● **Given task**: Please put each line of the listing below into a JSON list of strings, one string per line, with blank lines and the pictures left out.

Annotation data based on points:
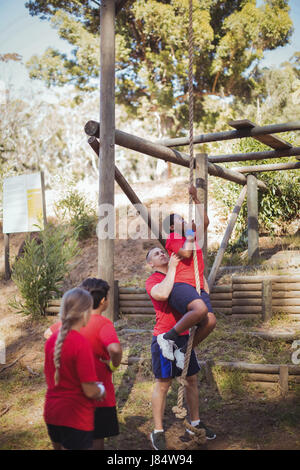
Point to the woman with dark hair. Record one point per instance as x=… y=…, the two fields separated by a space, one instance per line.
x=102 y=336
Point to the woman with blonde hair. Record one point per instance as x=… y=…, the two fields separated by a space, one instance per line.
x=71 y=377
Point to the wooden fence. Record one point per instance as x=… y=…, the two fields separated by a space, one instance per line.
x=244 y=297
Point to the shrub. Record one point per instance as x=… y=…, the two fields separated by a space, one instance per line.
x=40 y=272
x=74 y=208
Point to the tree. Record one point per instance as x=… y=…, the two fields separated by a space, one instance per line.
x=152 y=59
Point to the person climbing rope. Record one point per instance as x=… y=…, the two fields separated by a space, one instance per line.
x=159 y=286
x=184 y=298
x=72 y=383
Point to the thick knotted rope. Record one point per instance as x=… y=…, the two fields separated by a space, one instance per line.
x=179 y=410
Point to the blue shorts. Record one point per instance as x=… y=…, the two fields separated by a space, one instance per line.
x=182 y=294
x=70 y=438
x=164 y=368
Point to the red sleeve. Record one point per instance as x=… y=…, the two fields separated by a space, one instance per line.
x=173 y=244
x=55 y=327
x=85 y=363
x=151 y=282
x=108 y=335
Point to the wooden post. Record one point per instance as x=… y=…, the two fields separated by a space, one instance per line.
x=201 y=171
x=169 y=155
x=107 y=144
x=227 y=235
x=266 y=299
x=43 y=198
x=284 y=379
x=252 y=204
x=6 y=256
x=116 y=300
x=127 y=189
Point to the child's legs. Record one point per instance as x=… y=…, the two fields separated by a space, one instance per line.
x=204 y=328
x=196 y=313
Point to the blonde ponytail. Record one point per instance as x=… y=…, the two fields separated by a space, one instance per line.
x=75 y=306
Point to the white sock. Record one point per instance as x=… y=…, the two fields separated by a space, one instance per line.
x=194 y=423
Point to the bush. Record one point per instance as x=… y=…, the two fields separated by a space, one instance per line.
x=74 y=208
x=41 y=270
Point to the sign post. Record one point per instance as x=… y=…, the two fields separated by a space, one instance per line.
x=24 y=208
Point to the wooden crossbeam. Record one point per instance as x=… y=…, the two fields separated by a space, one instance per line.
x=267 y=139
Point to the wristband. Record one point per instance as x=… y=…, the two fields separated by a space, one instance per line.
x=189 y=233
x=112 y=367
x=101 y=388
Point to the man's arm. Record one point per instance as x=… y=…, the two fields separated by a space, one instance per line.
x=162 y=290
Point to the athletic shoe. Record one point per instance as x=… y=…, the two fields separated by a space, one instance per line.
x=166 y=346
x=158 y=440
x=179 y=356
x=208 y=432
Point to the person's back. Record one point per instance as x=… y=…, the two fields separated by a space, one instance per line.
x=66 y=404
x=185 y=271
x=100 y=333
x=71 y=378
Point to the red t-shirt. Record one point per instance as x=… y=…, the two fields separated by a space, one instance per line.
x=166 y=317
x=185 y=268
x=65 y=403
x=100 y=333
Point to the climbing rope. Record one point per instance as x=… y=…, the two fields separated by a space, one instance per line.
x=179 y=410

● **Response to this exercise**:
[
  "Point to the woman with dark hair. Record one point per instance as x=… y=…, the two fields separated by a space, one instance per line.",
  "x=102 y=336",
  "Point to the woman with blonde hair. Record one point per instance as x=… y=…, the two fields separated by a space, one instance per line.",
  "x=71 y=377",
  "Point to the wooden fence. Record one point per instance as x=… y=…, the two fields separated by a space, one instance per line.",
  "x=244 y=297",
  "Point to the shrub. Record one point per instance as x=… y=…, the two fields separated by a space, one instance per line.",
  "x=40 y=272",
  "x=74 y=208",
  "Point to the tree. Record one point per instance as x=… y=…, the two fields separated by a space, one instance per line.",
  "x=152 y=59",
  "Point to the person climbing rope. Record one point per instance as x=… y=…, the two fields separated by a space, one instance per line.",
  "x=159 y=286",
  "x=184 y=298",
  "x=72 y=383",
  "Point to the thick knotted rope. Record one point per instance as x=… y=…, the two fields separated by a space, one instance per line.",
  "x=179 y=410",
  "Point to the blue shorts. Record one point per instance as x=… y=…, the two fields separated by a space, one instance per line.",
  "x=182 y=294",
  "x=70 y=438",
  "x=164 y=368",
  "Point to the red sleeve. Record one point per instance as x=… y=…, the two fields separated by a space, one instance per line.",
  "x=173 y=244",
  "x=55 y=327",
  "x=85 y=363",
  "x=151 y=282",
  "x=108 y=335",
  "Point to the wooden post. Record one point per instance as x=… y=…, the two fields separated by a space, one instance per line.",
  "x=201 y=171",
  "x=169 y=155",
  "x=107 y=144",
  "x=227 y=235",
  "x=266 y=299",
  "x=43 y=198",
  "x=284 y=379",
  "x=252 y=204",
  "x=6 y=256",
  "x=116 y=300",
  "x=127 y=189",
  "Point to the child's legs. Record one point per instance as x=… y=…, the two fields separated by a space, one instance per line.",
  "x=204 y=328",
  "x=196 y=313",
  "Point to the blonde ponytail. Record one point per instance as x=… y=…, the two fields separated by a space, one instance per line.",
  "x=75 y=306",
  "Point to the white sock. Record one point per instance as x=… y=…, the two fields separated by a space, one instance per line.",
  "x=194 y=423",
  "Point to the bush. Record one point per instance as x=… y=…, the two fields separated by a space, one instance per line.",
  "x=74 y=208",
  "x=41 y=270",
  "Point to the sign post. Record one point per instance as x=… y=…, the two fields separated by a space, one instance per line.",
  "x=24 y=208",
  "Point to the wooden crossbeam. Record one point per instance as x=… y=…, the two fields separated by a space, one instance per line.",
  "x=267 y=139",
  "Point to the wristband. Record one point per instance as x=… y=…, the two fields separated by a space, one instance per line.",
  "x=189 y=233",
  "x=112 y=367",
  "x=101 y=388",
  "Point to the man's arm. Record one point per instance as x=… y=…, the two fields separated by a space, one instance per line.",
  "x=162 y=290",
  "Point to the athletic shoe. Record one point per instance as x=… y=…, the two fields separated by a space, one instance per line.",
  "x=166 y=346",
  "x=158 y=440",
  "x=179 y=356",
  "x=208 y=432",
  "Point to the person's back. Record one point per instance as x=… y=…, the two fields separated by a space, one instance per line.",
  "x=66 y=404",
  "x=185 y=271",
  "x=100 y=333",
  "x=71 y=378",
  "Point to the red t-shirt. Record one point per instance as x=… y=…, the two fields separated by a space, one instance per line.",
  "x=166 y=317",
  "x=185 y=268",
  "x=65 y=403",
  "x=100 y=333",
  "Point to the climbing rope. Record one point per instance as x=… y=…, the two fields separated by a space, one instance per line.",
  "x=179 y=410"
]